**Exercise prompt:** Reproduce the data below word for word, leaving out any images.

**Provided entries:**

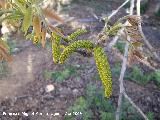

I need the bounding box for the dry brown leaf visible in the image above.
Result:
[33,15,41,39]
[41,28,47,48]
[42,8,64,23]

**Solution to the exercise:**
I need the bounding box for the dry brown leaf visible in the image above.
Result:
[33,15,41,39]
[41,28,47,48]
[42,8,64,23]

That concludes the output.